#### SET TASK:
Decide whether each statement below agrees with the reply about thin packs: (a) a pack with fewer than 100 objects is inflated to loose objects; (b) when the receiving side already has an object, the newly arrived copy replaces it; (c) Git runs hooks that are transported as part of the repository. Answer yes or no for each, quoting the words of the reply that decide it.

Re: [PATCH] Implement fast hash-collision detection

Shawn Pearce <spearce@xxxxxxxxxxx> · Tue, 29 Nov 2011 09:08:27 -0800

On Mon, Nov 28, 2011 at 22:02, Bill Zaumen <bill.zaumen+git@xxxxxxxxx> wrote:
> Several years ago (in 2006) there was a discussion about the whether
> SHA-1 is adequate given the very small but non-zero probability of a
> hash collision, particularly given the possibility of a malicious
> attempt to generate a collision. At roughly the same time, Git was
> modified to support "thin packs" during data transfers. These allow
> one to send deltas based on objects that are not in the pack file
> being transferred. As a result a previously undetected hash collision
> could result in a corrupted repository when (for example) the same
> delta is applied to different objects that have the same SHA-1 hash.

I don't think you understand how these thin packs are processed.

If the pack contains <100 objects, it is inflated to loose objects. If
the receiving side (so client in fetch, server in push) already has an
object by that SHA-1, the new object is discarded. If the pack
contains >=100 objects, and the receiving side already has the object,
it is compared byte-for-byte to ensure the incoming copy exactly
matches the already existing copy.

Either way the first object to arrive always wins.

The recipient has to trust that the remote side is providing it
something reasonable. If the recipient has *ZERO* trust in the sender,
then s/he should read the content of all newly arrived objects before
compiling or executing them. This is one reason why Git does not run
hooks that are transported as part of the repository. If the recipient
thinks reading the content is too onerous or impossible, then they
have to make a trust assertion on the remote side.

#### DATA SECTION:
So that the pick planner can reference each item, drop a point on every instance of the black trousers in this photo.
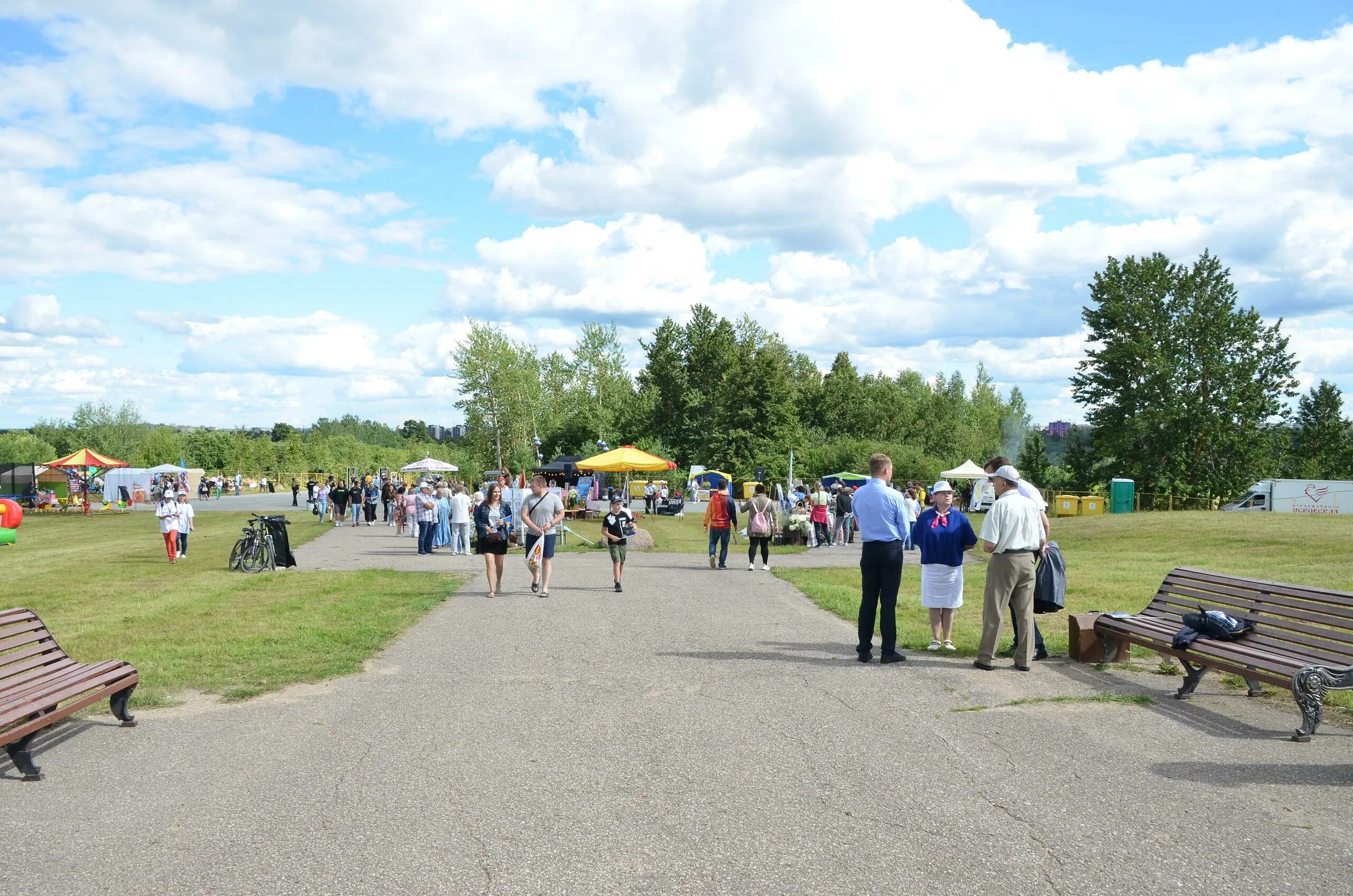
(880, 577)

#### RESPONSE BELOW:
(a) Yes: "If the pack contains <100 objects, it is inflated to loose objects."
(b) No: "Either way the first object to arrive always wins."
(c) No: "This is one reason why Git does not run hooks that are transported as part of the repository."